Short task: The exercise asks for every line of the data to be reproduced exactly.

Material shown:
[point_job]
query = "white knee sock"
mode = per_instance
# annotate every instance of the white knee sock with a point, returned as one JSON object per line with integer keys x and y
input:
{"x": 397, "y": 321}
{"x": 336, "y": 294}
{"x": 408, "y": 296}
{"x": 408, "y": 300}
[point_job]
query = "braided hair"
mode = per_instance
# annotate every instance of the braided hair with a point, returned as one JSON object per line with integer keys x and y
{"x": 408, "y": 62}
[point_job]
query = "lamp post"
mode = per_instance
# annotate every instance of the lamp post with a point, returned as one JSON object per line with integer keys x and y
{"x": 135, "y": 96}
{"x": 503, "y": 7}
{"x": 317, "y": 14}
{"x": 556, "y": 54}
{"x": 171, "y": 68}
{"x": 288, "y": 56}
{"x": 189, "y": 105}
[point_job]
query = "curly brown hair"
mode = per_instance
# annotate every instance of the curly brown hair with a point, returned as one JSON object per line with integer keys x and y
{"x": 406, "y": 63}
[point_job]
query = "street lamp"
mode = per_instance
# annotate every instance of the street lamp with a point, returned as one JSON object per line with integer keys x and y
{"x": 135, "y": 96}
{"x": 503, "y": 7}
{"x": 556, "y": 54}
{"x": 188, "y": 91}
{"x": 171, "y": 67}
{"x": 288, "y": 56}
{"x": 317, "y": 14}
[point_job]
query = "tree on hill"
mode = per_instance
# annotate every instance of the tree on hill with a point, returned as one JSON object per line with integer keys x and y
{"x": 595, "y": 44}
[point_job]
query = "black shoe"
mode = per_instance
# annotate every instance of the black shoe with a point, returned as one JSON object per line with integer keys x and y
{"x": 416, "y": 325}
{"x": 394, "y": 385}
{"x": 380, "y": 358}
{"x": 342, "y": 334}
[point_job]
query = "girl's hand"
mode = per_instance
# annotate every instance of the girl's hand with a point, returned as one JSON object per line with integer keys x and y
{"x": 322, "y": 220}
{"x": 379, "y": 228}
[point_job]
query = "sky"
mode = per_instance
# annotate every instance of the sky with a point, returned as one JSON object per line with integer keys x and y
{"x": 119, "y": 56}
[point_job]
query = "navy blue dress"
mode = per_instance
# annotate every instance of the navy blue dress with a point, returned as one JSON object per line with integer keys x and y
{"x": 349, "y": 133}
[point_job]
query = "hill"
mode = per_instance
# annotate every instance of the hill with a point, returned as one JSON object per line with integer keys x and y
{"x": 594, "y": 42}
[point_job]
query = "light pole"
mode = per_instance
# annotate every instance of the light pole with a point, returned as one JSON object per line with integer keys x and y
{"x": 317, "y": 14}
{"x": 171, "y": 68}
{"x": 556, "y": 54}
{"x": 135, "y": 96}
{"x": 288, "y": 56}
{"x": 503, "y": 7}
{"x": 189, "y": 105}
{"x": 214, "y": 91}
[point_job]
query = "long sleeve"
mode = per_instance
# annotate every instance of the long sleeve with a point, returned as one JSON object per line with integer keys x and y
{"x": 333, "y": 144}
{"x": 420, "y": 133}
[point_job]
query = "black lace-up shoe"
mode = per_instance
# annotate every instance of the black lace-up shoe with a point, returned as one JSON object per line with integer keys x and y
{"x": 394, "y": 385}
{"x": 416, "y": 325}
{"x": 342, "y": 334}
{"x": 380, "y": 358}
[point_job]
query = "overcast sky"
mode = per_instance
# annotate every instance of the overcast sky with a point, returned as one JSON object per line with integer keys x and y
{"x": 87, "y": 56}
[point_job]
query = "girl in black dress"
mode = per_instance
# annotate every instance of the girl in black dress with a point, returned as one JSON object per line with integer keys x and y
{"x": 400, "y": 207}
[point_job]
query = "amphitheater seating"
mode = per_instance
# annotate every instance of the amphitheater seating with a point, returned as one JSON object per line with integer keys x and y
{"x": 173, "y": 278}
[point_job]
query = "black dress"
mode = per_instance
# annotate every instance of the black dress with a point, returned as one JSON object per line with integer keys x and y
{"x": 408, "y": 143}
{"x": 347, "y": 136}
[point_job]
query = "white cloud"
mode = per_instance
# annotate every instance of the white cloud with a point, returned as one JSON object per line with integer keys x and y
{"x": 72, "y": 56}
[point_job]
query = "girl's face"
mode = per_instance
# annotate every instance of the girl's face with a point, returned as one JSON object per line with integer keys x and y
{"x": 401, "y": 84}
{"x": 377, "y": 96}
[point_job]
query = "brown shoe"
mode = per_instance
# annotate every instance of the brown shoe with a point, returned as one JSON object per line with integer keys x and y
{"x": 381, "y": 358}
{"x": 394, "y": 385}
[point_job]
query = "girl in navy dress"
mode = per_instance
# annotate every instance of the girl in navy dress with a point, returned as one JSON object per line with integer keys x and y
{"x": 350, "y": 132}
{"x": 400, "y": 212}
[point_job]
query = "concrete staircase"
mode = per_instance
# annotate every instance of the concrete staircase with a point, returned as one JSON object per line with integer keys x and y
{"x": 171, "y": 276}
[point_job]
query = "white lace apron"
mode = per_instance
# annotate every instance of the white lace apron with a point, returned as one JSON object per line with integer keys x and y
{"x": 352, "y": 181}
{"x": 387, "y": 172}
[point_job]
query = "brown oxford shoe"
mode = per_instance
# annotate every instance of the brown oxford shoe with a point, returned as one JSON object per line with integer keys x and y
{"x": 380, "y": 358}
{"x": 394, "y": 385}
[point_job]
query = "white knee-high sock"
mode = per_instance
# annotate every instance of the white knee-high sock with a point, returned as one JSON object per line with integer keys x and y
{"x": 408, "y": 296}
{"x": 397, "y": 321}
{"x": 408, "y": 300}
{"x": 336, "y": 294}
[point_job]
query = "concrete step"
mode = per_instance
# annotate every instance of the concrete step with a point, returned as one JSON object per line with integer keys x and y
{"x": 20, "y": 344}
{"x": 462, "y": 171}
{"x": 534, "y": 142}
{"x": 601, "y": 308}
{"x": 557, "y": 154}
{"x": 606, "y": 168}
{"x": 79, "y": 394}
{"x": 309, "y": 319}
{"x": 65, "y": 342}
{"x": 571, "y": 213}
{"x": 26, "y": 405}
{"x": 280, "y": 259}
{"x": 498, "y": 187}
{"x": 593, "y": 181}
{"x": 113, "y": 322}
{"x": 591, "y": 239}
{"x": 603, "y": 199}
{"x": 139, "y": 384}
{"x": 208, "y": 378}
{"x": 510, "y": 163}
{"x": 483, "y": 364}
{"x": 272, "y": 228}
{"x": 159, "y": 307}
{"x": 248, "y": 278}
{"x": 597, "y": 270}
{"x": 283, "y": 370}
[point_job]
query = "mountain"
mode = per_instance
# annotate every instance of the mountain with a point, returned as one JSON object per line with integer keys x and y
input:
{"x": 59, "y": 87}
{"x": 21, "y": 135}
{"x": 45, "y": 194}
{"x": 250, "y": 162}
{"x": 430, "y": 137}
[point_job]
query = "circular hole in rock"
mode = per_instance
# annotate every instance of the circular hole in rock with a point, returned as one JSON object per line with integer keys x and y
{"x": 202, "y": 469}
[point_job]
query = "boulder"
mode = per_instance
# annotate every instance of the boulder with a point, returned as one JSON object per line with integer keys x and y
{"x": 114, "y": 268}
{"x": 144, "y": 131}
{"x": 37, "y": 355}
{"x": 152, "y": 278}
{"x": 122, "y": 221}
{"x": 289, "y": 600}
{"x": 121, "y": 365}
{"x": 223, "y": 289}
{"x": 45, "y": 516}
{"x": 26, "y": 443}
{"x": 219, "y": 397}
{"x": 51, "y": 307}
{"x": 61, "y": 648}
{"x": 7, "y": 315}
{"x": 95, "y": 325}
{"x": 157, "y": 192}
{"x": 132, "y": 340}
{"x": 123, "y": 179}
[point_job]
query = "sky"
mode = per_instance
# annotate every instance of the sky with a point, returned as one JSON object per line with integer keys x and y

Exercise response:
[point_job]
query = "white knee sock"
mode = per_instance
# annotate every instance of the white knee sock with a point, returned as one JSON object per line with integer keys x and y
input:
{"x": 397, "y": 321}
{"x": 336, "y": 294}
{"x": 408, "y": 296}
{"x": 408, "y": 300}
[point_job]
query = "braided hair"
mode = per_instance
# annotate every instance of the braided hair with a point, returned as one JSON object per line with integer keys x and y
{"x": 408, "y": 62}
[point_job]
query = "lamp post"
mode = per_instance
# annotate every instance of the lamp post with a point, returned as one JSON object per line with integer keys x and y
{"x": 135, "y": 96}
{"x": 503, "y": 7}
{"x": 317, "y": 14}
{"x": 556, "y": 54}
{"x": 171, "y": 68}
{"x": 288, "y": 56}
{"x": 189, "y": 105}
[point_job]
query = "curly brown hair"
mode = per_instance
# annotate every instance of the curly brown hair with a point, returned as one JSON object per line with integer keys x and y
{"x": 406, "y": 63}
[point_job]
query = "street lamp"
mode = per_instance
# annotate every instance of the street lamp with a point, returned as one JSON object per line with integer keys x and y
{"x": 135, "y": 96}
{"x": 503, "y": 7}
{"x": 556, "y": 54}
{"x": 188, "y": 91}
{"x": 171, "y": 67}
{"x": 288, "y": 56}
{"x": 317, "y": 14}
[point_job]
query = "tree on hill"
mode = per_instance
# annotate every instance of the tree on hill with a point, returned as one JSON object per line with integer keys x and y
{"x": 595, "y": 44}
[point_job]
query = "black shoe"
mode = per_instance
# annotate every instance of the black shoe with a point, returned as one JSON object per line with integer keys x and y
{"x": 416, "y": 325}
{"x": 394, "y": 385}
{"x": 380, "y": 358}
{"x": 342, "y": 334}
[point_job]
query = "girl's hand"
mode = per_instance
# annotate every instance of the girl's hand with a point, returned as one JSON object per line with integer keys x and y
{"x": 322, "y": 220}
{"x": 379, "y": 228}
[point_job]
query = "sky"
mode = per_instance
# annotate every instance of the sky with a point, returned as one JSON object per line with integer keys x and y
{"x": 119, "y": 56}
[point_job]
query = "navy blue dress"
mode = per_instance
# annotate every instance of the navy blue dress with a point, returned as one JSON object per line with integer keys x and y
{"x": 349, "y": 133}
[point_job]
query = "hill"
mode = per_instance
# annotate every instance of the hill with a point, returned as one JSON object per line with integer keys x and y
{"x": 594, "y": 42}
[point_job]
query = "light pole"
mode = per_instance
# annotate every instance of the light pole with a point, returned as one JSON object per line with integer keys x and y
{"x": 317, "y": 14}
{"x": 171, "y": 68}
{"x": 556, "y": 54}
{"x": 135, "y": 96}
{"x": 288, "y": 56}
{"x": 503, "y": 7}
{"x": 189, "y": 105}
{"x": 214, "y": 91}
[point_job]
query = "long sleeve"
mode = per_instance
# annotate every instance of the long sleeve with a point, returned as one JSON object per line with integer keys x and y
{"x": 333, "y": 144}
{"x": 420, "y": 133}
[point_job]
query = "black lace-up shoe"
mode = per_instance
# annotate every instance of the black lace-up shoe with a point, returned as one JSON object per line with integer keys x and y
{"x": 394, "y": 385}
{"x": 416, "y": 325}
{"x": 342, "y": 334}
{"x": 380, "y": 358}
[point_job]
query = "overcast sky"
mode = per_instance
# annotate every instance of the overcast sky with a point, returned as one JSON object per line with integer keys x and y
{"x": 87, "y": 56}
[point_job]
query = "girl in black dress"
mode = per_instance
# annotate every instance of the girl in black dress with a point, returned as one JSON object per line with integer keys x and y
{"x": 400, "y": 207}
[point_job]
query = "amphitheater seating"
mode = per_instance
# annotate every instance of the amphitheater seating with a point, returned as one JSON object per line with integer keys x and y
{"x": 173, "y": 278}
[point_job]
query = "black dress"
mode = per_instance
# annotate every instance of the black dress with a point, returned as one JSON object per line with integer keys x and y
{"x": 408, "y": 143}
{"x": 347, "y": 136}
[point_job]
query = "white cloud"
mode = per_instance
# annotate every instance of the white cloud with a point, returned as one JSON object per line with integer keys x and y
{"x": 72, "y": 56}
[point_job]
query = "girl's face"
mode = per_instance
# annotate every instance of the girl's face with a point, returned as one JSON object per line with integer keys x and y
{"x": 401, "y": 84}
{"x": 377, "y": 96}
[point_job]
query = "brown shoe"
mode = per_instance
# annotate every instance of the brown shoe with a point, returned as one JSON object per line with integer keys x and y
{"x": 381, "y": 358}
{"x": 394, "y": 385}
[point_job]
query = "girl in navy dress"
mode = per_instance
# annotate every instance of the girl in navy dress with a point, returned as one JSON object per line with integer keys x and y
{"x": 350, "y": 132}
{"x": 400, "y": 212}
[point_job]
query = "concrete staircase"
mode = per_instance
# annotate every instance of the concrete staircase with a point, returned as one JSON object per line with integer keys x and y
{"x": 171, "y": 276}
[point_job]
query = "white lace apron"
mode = per_instance
# annotate every instance of the white lace apron with a point, returned as one JSON object per line with integer keys x and y
{"x": 352, "y": 181}
{"x": 387, "y": 172}
[point_job]
query = "brown oxford shoe"
mode = per_instance
# annotate every instance of the brown oxford shoe with a point, returned as one JSON object per line with integer keys x and y
{"x": 380, "y": 358}
{"x": 394, "y": 385}
[point_job]
query = "white knee-high sock"
mode = per_instance
# annotate every instance of the white knee-high sock with a point, returned as one JSON object per line with integer keys x and y
{"x": 408, "y": 296}
{"x": 397, "y": 321}
{"x": 408, "y": 300}
{"x": 336, "y": 294}
[point_job]
query = "concrete step"
mode = per_instance
# annotate every instance of the concrete step with a point, returned as one JSON object per line with integer keys x and y
{"x": 20, "y": 344}
{"x": 462, "y": 171}
{"x": 534, "y": 142}
{"x": 601, "y": 308}
{"x": 557, "y": 154}
{"x": 606, "y": 168}
{"x": 79, "y": 394}
{"x": 309, "y": 319}
{"x": 65, "y": 342}
{"x": 571, "y": 213}
{"x": 26, "y": 405}
{"x": 280, "y": 259}
{"x": 498, "y": 187}
{"x": 593, "y": 181}
{"x": 113, "y": 322}
{"x": 591, "y": 239}
{"x": 603, "y": 199}
{"x": 139, "y": 384}
{"x": 208, "y": 378}
{"x": 510, "y": 163}
{"x": 483, "y": 364}
{"x": 272, "y": 228}
{"x": 159, "y": 307}
{"x": 248, "y": 278}
{"x": 597, "y": 270}
{"x": 283, "y": 370}
[point_job]
query = "mountain"
mode = per_instance
# annotate every instance of the mountain with a point, returned as one JSON object per line with integer keys x and y
input:
{"x": 59, "y": 87}
{"x": 21, "y": 135}
{"x": 45, "y": 194}
{"x": 250, "y": 162}
{"x": 430, "y": 137}
[point_job]
query = "circular hole in rock"
mode = per_instance
# annotate every instance of the circular hole in rock with a point, returned as one JSON object per line with integer keys x and y
{"x": 202, "y": 469}
[point_job]
query = "boulder"
mode = per_instance
# annotate every instance of the boulder with a point, returned as one JSON object per line with integer keys x and y
{"x": 114, "y": 268}
{"x": 144, "y": 131}
{"x": 37, "y": 355}
{"x": 152, "y": 278}
{"x": 122, "y": 221}
{"x": 289, "y": 600}
{"x": 121, "y": 365}
{"x": 223, "y": 289}
{"x": 45, "y": 516}
{"x": 26, "y": 443}
{"x": 219, "y": 397}
{"x": 51, "y": 307}
{"x": 61, "y": 648}
{"x": 7, "y": 315}
{"x": 95, "y": 325}
{"x": 157, "y": 192}
{"x": 132, "y": 340}
{"x": 123, "y": 179}
[point_job]
query = "sky"
mode = per_instance
# annotate every instance of the sky with a point, returned as one JSON object per line with integer keys x and y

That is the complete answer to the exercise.